▸ **PAGE EXTRACT**
The Beaumont-Thomases are married at Biggleswade in Bedford and Agnes May gives her address as ‘The Red Lion Hotel, Sandy’. But to have remarried, she would have had to get divorced. The decree nisi had been granted on 13 June 1933, and the bad news for my grandfather is that he has been named as co-respondent – though it is more than three years since he has been living with her. Perhaps this is no more than a legal convenience since his name is written with no great accuracy on the divorce proceedings – Edwin (instead of Edward) Fraser Rochford (instead of Rochfort) Holroyd. It seems unlikely that damages would have been sought against him but he may well have had to pay the court costs. What is surprising is that even an inaccurately-named co-respondent has been necessary, since husband and wife were living apart for more than eight years (had she gone back to him, her adultery with my grandfather would have been condoned). The speed with which she marries again is spectacular – even quicker (three days versus eleven days) than her first remarriage. For this was a very good marriage she was making. Her late father-in-law, Richard Beaumont Thomas (the name was not then hyphenated), a steel and tinplate manufacturer of Brynycaerau Castle, Llanelly, Carmarthen, had left £419,285 18s 9d to his three children on his death in 1917. Such a sum would be worth £14 million at the end of the century.
For two years Agnes May Beaumont-Thomas continued living with her company director husband in Campden Hill Gate. Then they leave London – perhaps to one of the properties he had been given in Gloucestershire, perhaps abroad (his first wife had been French and they had married in Paris). I can find no further trace of them. So Agnes May disappears from my story, like an alarming comet passing over the night sky.
*
But was there nothing more I could discover about the ramifications of this affaire? Suddenly I recalled the mysterious ‘Holroyd Settlement’ my father had mentioned in the account he wrote for me of his early years, and which still provided him in his old age with a couple of hundred pounds or so a year from the National Westminster Bank. This Settlement had occasionally been spoken of in hushed and hopeless whispers during my early years. I remember my mother telling me how she and my father took me, aged six or so, to the home of a famous lawyer, Sir Andrew Clark, who had been a friend of my Uncle Kenneth’s at university. He was reputed to be the cleverest barrister in England and was much disliked for his arrogance (he later gained fame for a brilliant investigation into the Ministry of Agriculture known as the Crichel Down Inquiry, and also for cutting off his daughter with exactly one shilling when she married an unacceptable man). My mother was terrified that I would smash one of the precariously-placed objects in his drawing-room as I wandered happily from table to table and my father appealed to him to release us from the iron grasp of our family Trust. I broke no china that afternoon, nor was the Trust Deed broken. My grandparents, my uncle, my aunt, everyone wanted it broken: and yet it could not be broken. The letter of the law was too strong. Somewhere in its legal depths, like treasure in a long-sunken wreck, lay the money we so desperately needed. It remained as if in a chest whose key is lost, its contents slowly disintegrating.

▸ **REQUIRED TASKS**
(a) Answer these questions from the memoir passage, one per line:
(i) On what date was the decree nisi granted?
(ii) Where did Agnes May Beaumont-Thomas live with her company director husband for two years?
(iii) What inquiry brought Sir Andrew Clark fame?
(b) Quote the memoir passage, starting with "For two years" and going on through "the night sky.".
(c) Shorten the paragraph of the memoir passage that begins "For two years Agnes May," keeping its main facts.
Rely only on the memoir passage for your answers.

▸ **DATA BLOCK**
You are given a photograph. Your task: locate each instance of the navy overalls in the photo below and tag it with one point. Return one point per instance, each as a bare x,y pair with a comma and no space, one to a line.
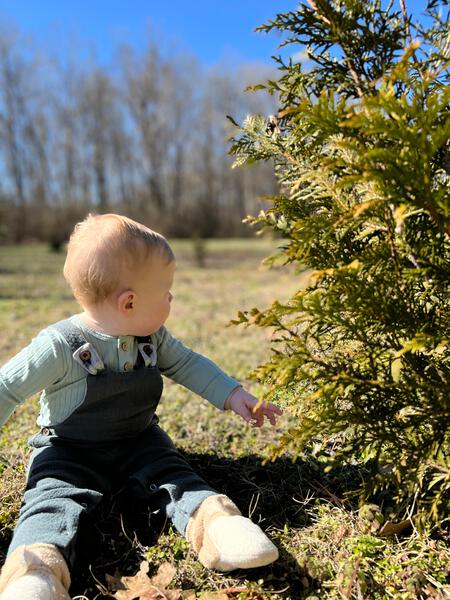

▸ **ANSWERS TO THE PROBLEMS**
(a)
(i) 13 June 1933
(ii) Campden Hill Gate
(iii) The Crichel Down Inquiry, an investigation into the Ministry of Agriculture

(b)
For two years Agnes May Beaumont-Thomas continued living with her company director husband in Campden Hill Gate. Then they leave London – perhaps to one of the properties he had been given in Gloucestershire, perhaps abroad (his first wife had been French and they had married in Paris). I can find no further trace of them. So Agnes May disappears from my story, like an alarming comet passing over the night sky.

(c) Agnes May Beaumont-Thomas lived for two years with her company director husband in Campden Hill Gate. Then they left London, perhaps for one of his Gloucestershire properties, perhaps for somewhere abroad (his first wife had been French, and they had married in Paris). No further trace of them can be found, and Agnes May leaves the story like a comet crossing the night sky.